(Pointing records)
↓

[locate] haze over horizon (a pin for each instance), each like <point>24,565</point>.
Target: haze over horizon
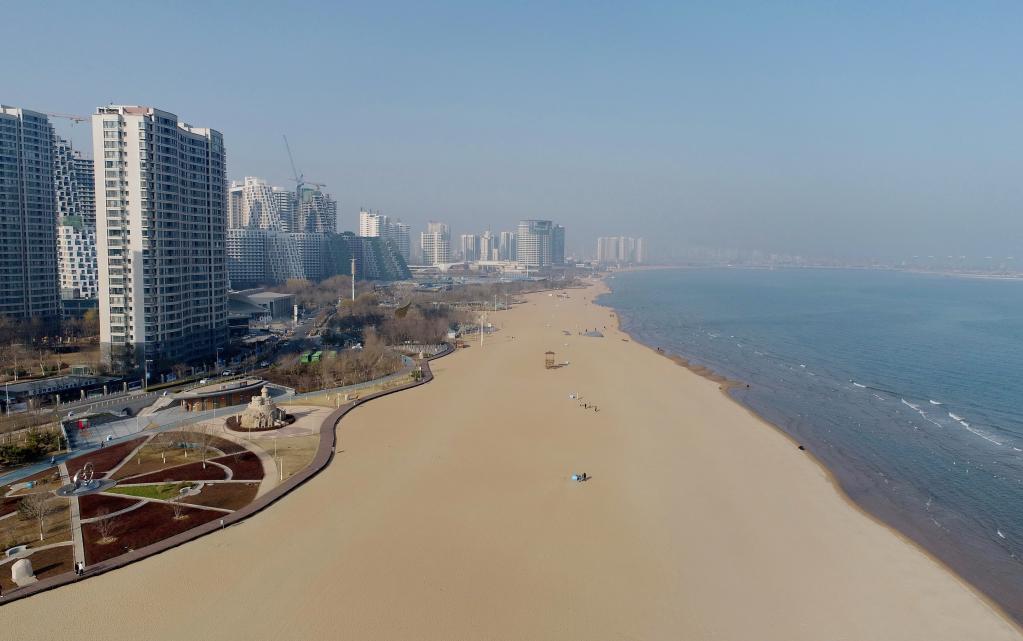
<point>853,131</point>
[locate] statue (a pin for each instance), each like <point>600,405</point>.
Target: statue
<point>263,413</point>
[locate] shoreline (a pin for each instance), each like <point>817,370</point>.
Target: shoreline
<point>450,513</point>
<point>727,385</point>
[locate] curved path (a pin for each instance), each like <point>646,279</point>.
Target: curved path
<point>449,513</point>
<point>324,454</point>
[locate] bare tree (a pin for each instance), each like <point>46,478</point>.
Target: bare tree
<point>104,527</point>
<point>205,443</point>
<point>179,509</point>
<point>38,507</point>
<point>180,370</point>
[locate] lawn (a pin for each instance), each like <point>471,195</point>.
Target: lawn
<point>164,492</point>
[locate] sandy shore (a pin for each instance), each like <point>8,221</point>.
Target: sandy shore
<point>449,514</point>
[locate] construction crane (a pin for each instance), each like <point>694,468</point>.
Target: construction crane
<point>300,179</point>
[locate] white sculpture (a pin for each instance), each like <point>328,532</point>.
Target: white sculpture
<point>263,413</point>
<point>20,573</point>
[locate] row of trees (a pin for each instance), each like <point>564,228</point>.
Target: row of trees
<point>33,446</point>
<point>37,330</point>
<point>348,367</point>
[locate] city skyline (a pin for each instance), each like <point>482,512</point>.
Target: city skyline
<point>846,150</point>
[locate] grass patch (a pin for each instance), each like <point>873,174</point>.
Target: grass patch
<point>164,491</point>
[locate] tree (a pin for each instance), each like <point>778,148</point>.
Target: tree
<point>179,509</point>
<point>205,443</point>
<point>180,370</point>
<point>90,323</point>
<point>38,507</point>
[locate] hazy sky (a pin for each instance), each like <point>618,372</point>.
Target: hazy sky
<point>849,128</point>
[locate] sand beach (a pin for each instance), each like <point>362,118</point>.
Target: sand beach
<point>449,513</point>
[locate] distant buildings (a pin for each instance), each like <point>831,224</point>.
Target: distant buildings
<point>487,248</point>
<point>469,247</point>
<point>558,244</point>
<point>506,246</point>
<point>375,225</point>
<point>161,223</point>
<point>535,243</point>
<point>254,203</point>
<point>436,243</point>
<point>621,250</point>
<point>29,283</point>
<point>317,212</point>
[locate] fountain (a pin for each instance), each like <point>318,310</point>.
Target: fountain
<point>83,483</point>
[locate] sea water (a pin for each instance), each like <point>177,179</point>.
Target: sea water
<point>907,386</point>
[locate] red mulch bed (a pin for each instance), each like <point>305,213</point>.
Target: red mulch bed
<point>90,505</point>
<point>191,471</point>
<point>246,466</point>
<point>44,564</point>
<point>230,496</point>
<point>103,459</point>
<point>137,529</point>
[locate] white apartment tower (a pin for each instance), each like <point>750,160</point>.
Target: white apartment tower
<point>469,247</point>
<point>375,225</point>
<point>315,212</point>
<point>76,218</point>
<point>506,246</point>
<point>161,224</point>
<point>371,224</point>
<point>535,243</point>
<point>436,243</point>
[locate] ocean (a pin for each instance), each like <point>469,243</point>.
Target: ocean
<point>907,386</point>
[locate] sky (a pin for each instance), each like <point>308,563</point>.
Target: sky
<point>841,129</point>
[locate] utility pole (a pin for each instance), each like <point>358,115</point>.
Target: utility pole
<point>353,280</point>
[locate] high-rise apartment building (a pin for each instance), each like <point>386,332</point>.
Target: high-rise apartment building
<point>436,243</point>
<point>488,246</point>
<point>469,247</point>
<point>76,219</point>
<point>506,246</point>
<point>29,275</point>
<point>315,212</point>
<point>534,242</point>
<point>375,225</point>
<point>558,244</point>
<point>620,250</point>
<point>255,203</point>
<point>371,224</point>
<point>401,235</point>
<point>161,224</point>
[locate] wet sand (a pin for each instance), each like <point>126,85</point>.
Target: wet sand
<point>449,513</point>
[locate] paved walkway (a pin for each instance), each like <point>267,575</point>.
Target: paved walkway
<point>324,454</point>
<point>76,519</point>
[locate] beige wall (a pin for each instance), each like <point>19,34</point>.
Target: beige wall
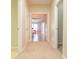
<point>65,28</point>
<point>14,23</point>
<point>53,14</point>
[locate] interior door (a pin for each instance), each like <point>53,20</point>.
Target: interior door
<point>60,25</point>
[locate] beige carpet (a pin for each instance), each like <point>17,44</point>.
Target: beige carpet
<point>39,50</point>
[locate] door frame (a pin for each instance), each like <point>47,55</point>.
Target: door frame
<point>47,13</point>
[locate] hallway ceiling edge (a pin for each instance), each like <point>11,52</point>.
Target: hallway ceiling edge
<point>34,2</point>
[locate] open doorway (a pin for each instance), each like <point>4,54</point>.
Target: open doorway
<point>39,27</point>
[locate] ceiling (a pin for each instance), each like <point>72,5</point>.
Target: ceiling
<point>39,1</point>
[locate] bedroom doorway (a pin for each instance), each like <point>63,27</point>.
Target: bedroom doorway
<point>39,27</point>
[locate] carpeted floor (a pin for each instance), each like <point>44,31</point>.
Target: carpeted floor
<point>39,50</point>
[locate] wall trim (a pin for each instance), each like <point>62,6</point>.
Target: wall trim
<point>14,49</point>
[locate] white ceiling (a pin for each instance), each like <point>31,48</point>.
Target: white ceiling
<point>39,1</point>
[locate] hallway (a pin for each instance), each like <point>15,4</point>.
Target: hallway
<point>39,50</point>
<point>43,18</point>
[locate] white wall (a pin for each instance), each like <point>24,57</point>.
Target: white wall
<point>23,15</point>
<point>53,13</point>
<point>65,28</point>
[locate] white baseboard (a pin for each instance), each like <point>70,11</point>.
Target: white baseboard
<point>64,57</point>
<point>14,49</point>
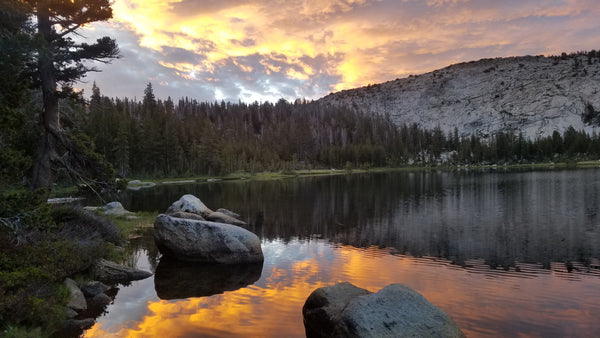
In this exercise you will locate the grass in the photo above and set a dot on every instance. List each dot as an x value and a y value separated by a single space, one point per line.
128 226
62 191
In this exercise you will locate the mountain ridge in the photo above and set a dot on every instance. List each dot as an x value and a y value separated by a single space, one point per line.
532 95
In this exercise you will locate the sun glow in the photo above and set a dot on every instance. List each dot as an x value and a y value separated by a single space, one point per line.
340 44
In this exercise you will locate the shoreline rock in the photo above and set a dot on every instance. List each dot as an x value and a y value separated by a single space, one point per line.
343 310
110 272
206 242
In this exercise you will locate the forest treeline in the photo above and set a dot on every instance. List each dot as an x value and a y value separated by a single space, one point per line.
153 137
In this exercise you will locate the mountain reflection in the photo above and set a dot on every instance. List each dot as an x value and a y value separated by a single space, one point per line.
177 280
487 303
502 218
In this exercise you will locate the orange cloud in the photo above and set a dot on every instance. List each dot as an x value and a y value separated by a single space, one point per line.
361 41
477 297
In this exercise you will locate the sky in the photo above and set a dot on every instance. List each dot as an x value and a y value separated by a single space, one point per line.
252 50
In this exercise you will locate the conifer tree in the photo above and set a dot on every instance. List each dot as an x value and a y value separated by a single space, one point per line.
60 62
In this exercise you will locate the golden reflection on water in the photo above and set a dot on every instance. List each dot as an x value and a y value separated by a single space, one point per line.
483 302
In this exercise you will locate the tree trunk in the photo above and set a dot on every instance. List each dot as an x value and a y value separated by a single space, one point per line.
42 176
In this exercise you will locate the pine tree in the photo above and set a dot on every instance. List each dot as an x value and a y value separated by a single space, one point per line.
61 61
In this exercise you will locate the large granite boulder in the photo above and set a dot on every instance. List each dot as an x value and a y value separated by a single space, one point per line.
111 272
343 310
190 204
207 242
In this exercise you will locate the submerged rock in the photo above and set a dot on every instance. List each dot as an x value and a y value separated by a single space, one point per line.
111 272
191 204
177 280
343 310
93 288
220 217
207 242
323 308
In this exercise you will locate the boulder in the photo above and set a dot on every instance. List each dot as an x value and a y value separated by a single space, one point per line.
187 215
111 272
324 306
206 242
228 212
93 288
191 204
70 313
394 311
77 301
224 218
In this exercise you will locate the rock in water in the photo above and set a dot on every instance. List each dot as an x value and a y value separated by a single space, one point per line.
191 204
111 272
323 308
394 311
207 242
93 288
220 217
187 215
228 212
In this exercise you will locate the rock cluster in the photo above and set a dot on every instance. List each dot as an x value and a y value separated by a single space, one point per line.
344 310
91 300
190 231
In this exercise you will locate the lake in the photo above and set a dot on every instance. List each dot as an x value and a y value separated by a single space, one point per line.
504 253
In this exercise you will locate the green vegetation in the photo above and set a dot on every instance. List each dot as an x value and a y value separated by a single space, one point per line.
41 246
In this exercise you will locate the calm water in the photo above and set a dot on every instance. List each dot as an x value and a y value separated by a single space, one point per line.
504 253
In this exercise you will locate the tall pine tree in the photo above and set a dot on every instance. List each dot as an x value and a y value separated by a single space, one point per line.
60 61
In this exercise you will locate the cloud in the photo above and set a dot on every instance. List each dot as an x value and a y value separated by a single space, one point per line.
242 49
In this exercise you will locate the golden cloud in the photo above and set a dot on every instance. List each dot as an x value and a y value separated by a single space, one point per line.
364 41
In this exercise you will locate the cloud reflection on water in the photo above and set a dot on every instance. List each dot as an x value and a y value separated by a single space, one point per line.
483 301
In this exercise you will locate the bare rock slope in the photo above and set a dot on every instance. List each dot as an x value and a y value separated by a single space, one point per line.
535 95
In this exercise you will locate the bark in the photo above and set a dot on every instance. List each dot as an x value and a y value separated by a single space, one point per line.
42 176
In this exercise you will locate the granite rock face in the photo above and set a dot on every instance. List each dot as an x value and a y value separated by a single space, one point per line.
535 95
344 310
190 204
111 272
207 242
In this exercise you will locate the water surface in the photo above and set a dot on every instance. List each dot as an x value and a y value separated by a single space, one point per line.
503 253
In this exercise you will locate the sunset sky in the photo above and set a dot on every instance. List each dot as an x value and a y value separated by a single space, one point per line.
266 50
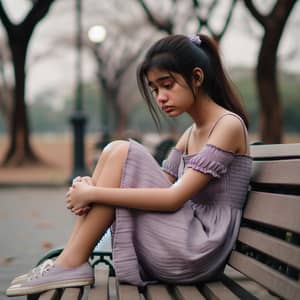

↑

### Given task
Copy out, word for word, the stretch of the items above from the line containing "[locate] lawn (a" through the line containing "<point>300,179</point>", including both of those lines.

### Right answer
[locate] lawn (a pin for each instance), each like <point>471,195</point>.
Target: lawn
<point>164,492</point>
[locate] sandy shore (a pin for each instance), each like <point>8,221</point>.
Target: sandy shore
<point>449,514</point>
[locate] construction crane (a pin for each instance), each like <point>694,468</point>.
Target: construction crane
<point>300,179</point>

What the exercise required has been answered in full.